Dataset entries
Start of Block

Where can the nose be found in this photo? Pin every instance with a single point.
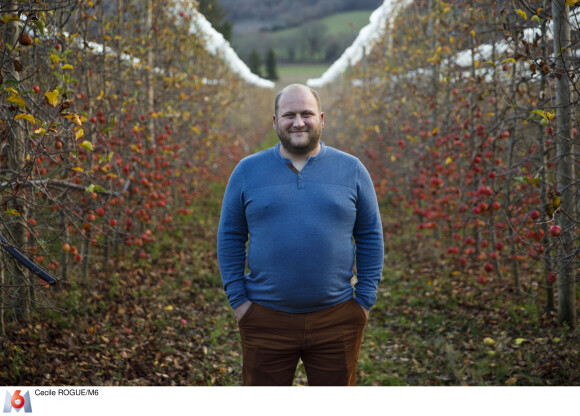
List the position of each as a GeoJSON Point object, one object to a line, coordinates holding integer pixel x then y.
{"type": "Point", "coordinates": [298, 121]}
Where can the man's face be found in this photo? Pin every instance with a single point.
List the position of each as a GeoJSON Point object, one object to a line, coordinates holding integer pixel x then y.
{"type": "Point", "coordinates": [299, 121]}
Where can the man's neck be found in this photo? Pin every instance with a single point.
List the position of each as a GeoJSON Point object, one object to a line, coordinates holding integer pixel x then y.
{"type": "Point", "coordinates": [298, 161]}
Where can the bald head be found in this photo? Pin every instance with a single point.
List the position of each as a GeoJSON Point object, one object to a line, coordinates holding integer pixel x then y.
{"type": "Point", "coordinates": [296, 87]}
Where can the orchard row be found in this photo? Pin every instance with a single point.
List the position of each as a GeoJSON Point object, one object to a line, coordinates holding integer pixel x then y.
{"type": "Point", "coordinates": [115, 122]}
{"type": "Point", "coordinates": [476, 157]}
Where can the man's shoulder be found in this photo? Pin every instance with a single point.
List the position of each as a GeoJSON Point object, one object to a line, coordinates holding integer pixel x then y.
{"type": "Point", "coordinates": [258, 158]}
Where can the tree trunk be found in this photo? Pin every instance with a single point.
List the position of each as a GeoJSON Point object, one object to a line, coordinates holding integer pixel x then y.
{"type": "Point", "coordinates": [565, 169]}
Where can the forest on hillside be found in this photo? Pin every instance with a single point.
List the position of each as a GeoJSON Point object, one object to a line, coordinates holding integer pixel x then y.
{"type": "Point", "coordinates": [281, 14]}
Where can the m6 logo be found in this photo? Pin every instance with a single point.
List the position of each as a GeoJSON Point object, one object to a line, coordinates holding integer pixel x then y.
{"type": "Point", "coordinates": [17, 402]}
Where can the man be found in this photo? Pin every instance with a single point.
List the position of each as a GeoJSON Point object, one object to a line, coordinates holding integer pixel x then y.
{"type": "Point", "coordinates": [300, 204]}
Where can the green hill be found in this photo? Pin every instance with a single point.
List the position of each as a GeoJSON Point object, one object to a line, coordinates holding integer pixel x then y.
{"type": "Point", "coordinates": [316, 41]}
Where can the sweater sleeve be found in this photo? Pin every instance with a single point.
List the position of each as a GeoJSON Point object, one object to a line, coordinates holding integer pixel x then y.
{"type": "Point", "coordinates": [232, 239]}
{"type": "Point", "coordinates": [368, 236]}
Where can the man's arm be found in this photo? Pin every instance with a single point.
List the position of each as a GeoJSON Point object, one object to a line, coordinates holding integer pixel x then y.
{"type": "Point", "coordinates": [368, 235]}
{"type": "Point", "coordinates": [232, 238]}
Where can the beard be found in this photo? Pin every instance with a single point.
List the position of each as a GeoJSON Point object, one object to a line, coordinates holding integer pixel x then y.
{"type": "Point", "coordinates": [300, 147]}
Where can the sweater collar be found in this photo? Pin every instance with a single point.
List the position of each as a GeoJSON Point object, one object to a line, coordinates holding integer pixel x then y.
{"type": "Point", "coordinates": [279, 156]}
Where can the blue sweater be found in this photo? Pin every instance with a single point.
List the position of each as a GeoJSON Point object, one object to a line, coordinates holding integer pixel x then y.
{"type": "Point", "coordinates": [300, 227]}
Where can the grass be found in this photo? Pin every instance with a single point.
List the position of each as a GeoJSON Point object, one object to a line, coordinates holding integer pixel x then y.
{"type": "Point", "coordinates": [298, 73]}
{"type": "Point", "coordinates": [347, 22]}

End of Block

### EXERCISE DESCRIPTION
Would you return all of the entries unchanged while omitting the images?

### ANSWER BOX
Where can the nose be found in this photo? Pin every instance with a single point.
List the position of each as a GeoJSON Point object, one object to a line, coordinates holding integer pixel x then y.
{"type": "Point", "coordinates": [298, 121]}
Where can the man's face be found in this photo? Pin every instance with a single point.
List the position of each as a GeoJSON Point object, one object to a line, coordinates holding integer pixel x then y.
{"type": "Point", "coordinates": [299, 121]}
Where can the man's neck be found in this photo? Pin every instance with a single point.
List the position of each as a GeoJSON Point object, one object to a line, coordinates holding integer pixel x then y.
{"type": "Point", "coordinates": [298, 161]}
Where can the bald head be found in this photo? Pin every instance with a single point.
List the position of each as a GeoJSON Point object, one object to a line, coordinates holding integer pixel x then y.
{"type": "Point", "coordinates": [296, 87]}
Where can the orchard row be found in this photo? Pin every instance with a single point.
List the position of each as a GeoJSON Point object, one object to a line, coordinates holding integer pixel x then y.
{"type": "Point", "coordinates": [115, 122]}
{"type": "Point", "coordinates": [476, 157]}
Where can the man's shoulder be found in this photo? Pin every instance with a single point.
List the position of each as a GeoJSON Point object, one object to a line, coordinates holding integer pixel x then y.
{"type": "Point", "coordinates": [258, 158]}
Where can the tree trunk be found in this photo? Pin every instance with a single point.
List the position of each as a GeoJSON Point object, one object to a line, coordinates holding integer pixel x then y.
{"type": "Point", "coordinates": [565, 169]}
Where can the forest on hillside be found in this photo? Pin every instance with a single point.
List the position of each as a GeoJSON Point object, one object to a line, coordinates holding integer pixel x then y.
{"type": "Point", "coordinates": [281, 14]}
Where can the m6 logo be found in this photo? Pin every instance with a single point.
List the position of each as a GeoJSON Point object, one object to a line, coordinates holding integer pixel x then y.
{"type": "Point", "coordinates": [17, 402]}
Where can the man be found in this photo? Pin every instance with a single point.
List the position of each as a GeoJSON Point object, one object to a line, coordinates holding integer pixel x then y.
{"type": "Point", "coordinates": [300, 204]}
Where can the green hill be found in this photo? Pin every instance with a single point.
List the position of each as a GeoJSON Point object, one object to a line, coordinates holding integer pixel x then y.
{"type": "Point", "coordinates": [316, 41]}
Where can the sweater sleeve be found in this photo? Pin every instance with a single point.
List the position of each as a GeoJSON Point object, one object to a line, coordinates holding integer pixel x then y.
{"type": "Point", "coordinates": [232, 239]}
{"type": "Point", "coordinates": [368, 236]}
Where can the man's arm be found in this photo? Pin every instance with a single point.
List the position of each as a GeoJSON Point object, one object to a line, coordinates holding integer pixel x then y.
{"type": "Point", "coordinates": [368, 235]}
{"type": "Point", "coordinates": [232, 238]}
Where can the beard be found in this photo? Pin every instance with a single point.
List the position of each as a GeoJSON Point object, one object to a line, coordinates holding integer pixel x then y.
{"type": "Point", "coordinates": [300, 147]}
Where can the sweater collar be found in this photo? Pin every instance with a single point.
List the position of each as a GeoJSON Point object, one object to a line, coordinates holding integer pixel x then y.
{"type": "Point", "coordinates": [279, 156]}
Where can the blue sweater be found in this photo? Pin every instance with a single point.
List the position of each as a GeoJSON Point object, one object to a line, coordinates holding integer pixel x then y.
{"type": "Point", "coordinates": [300, 227]}
Where can the grass be found in this photo? Pin every instance with a single point.
List the position of each as a GeoJSON Point object, one object to a line, coordinates holding integer pixel x then y.
{"type": "Point", "coordinates": [298, 73]}
{"type": "Point", "coordinates": [347, 22]}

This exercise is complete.